INSTRUÇÕES DAS TAREFAS:
• 1. Responda com base no texto sobre o porto de Santos:
(a) Por quantos anos será concedida a administração do porto?
(b) Quanto o vencedor terá que destinar para viabilizar o túnel submerso Santos-Guarujá?
(c) De qual consultoria Rodrigo Paiva é sócio?
• 2. Reproduza sem alterações o trecho do texto sobre o porto de Santos entre "O projeto tem" e "da consultoria Mind-Infra.", incluindo os dois extremos.
• 3. Segundo o texto sobre o porto de Santos, por que será importante que o governo dê um prazo razoável para as empresas estudarem o edital? Responda em uma a três frases.

DOCUMENTO:
********************

Objetivo do BNDES é antecipar ao máximo estudos para permitir leilões em 2022 e ampliar carteira
O modelo do projeto será parecido com o da Codesa: haverá a privatização da companhia docas, a Santos Port Authority (SPA), e a concessão da administração do porto por um prazo de 35 anos. Estão previstos R$ 1,4 bilhão de obras e R$ 14,16 bilhões para manutenção (principalmente dragagem). Além disso, o vencedor terá que destinar R$ 3 bilhões para viabilizar o túnel submerso Santos-Guarujá – cuja construção e operação serão licitadas separadamente.
O projeto tem sido alvo de interesse no setor privado, mas a percepção de risco é também alta. “Há vários grupos estudando, mas será importante que o governo dê um prazo razoável para as empresas estudarem o edital, porque há muito risco. É um porto complexo, que engloba múltiplos interesses, muitos contratos de terminais portuários vigentes e obrigações de investimento pesadas”, afirma Rodrigo Paiva, sócio da consultoria Mind-Infra.

********************

(Entradas de identificação de locais)
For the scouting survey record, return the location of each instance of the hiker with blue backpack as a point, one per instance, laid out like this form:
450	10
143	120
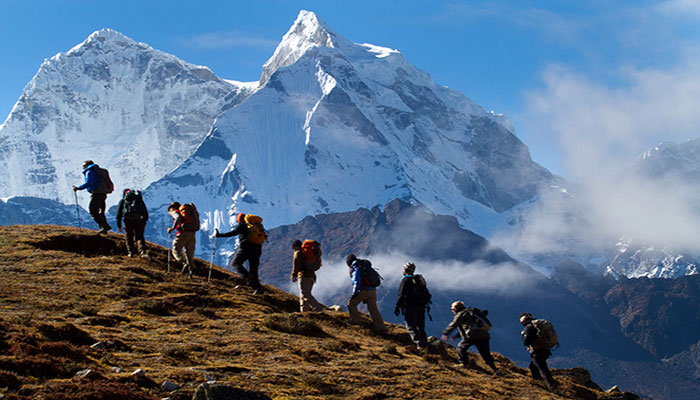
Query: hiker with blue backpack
539	336
413	301
99	185
365	281
135	214
473	327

********************

RESPOSTAS DAS TAREFAS:
• 1.
(a) Por 35 anos.
(b) R$ 3 bilhões.
(c) Da Mind-Infra.

• 2.
O projeto tem sido alvo de interesse no setor privado, mas a percepção de risco é também alta. “Há vários grupos estudando, mas será importante que o governo dê um prazo razoável para as empresas estudarem o edital, porque há muito risco. É um porto complexo, que engloba múltiplos interesses, muitos contratos de terminais portuários vigentes e obrigações de investimento pesadas”, afirma Rodrigo Paiva, sócio da consultoria Mind-Infra.

• 3. Porque há muito risco, segundo Rodrigo Paiva. Trata-se de um porto complexo, que engloba múltiplos interesses, muitos contratos de terminais portuários vigentes e obrigações de investimento pesadas.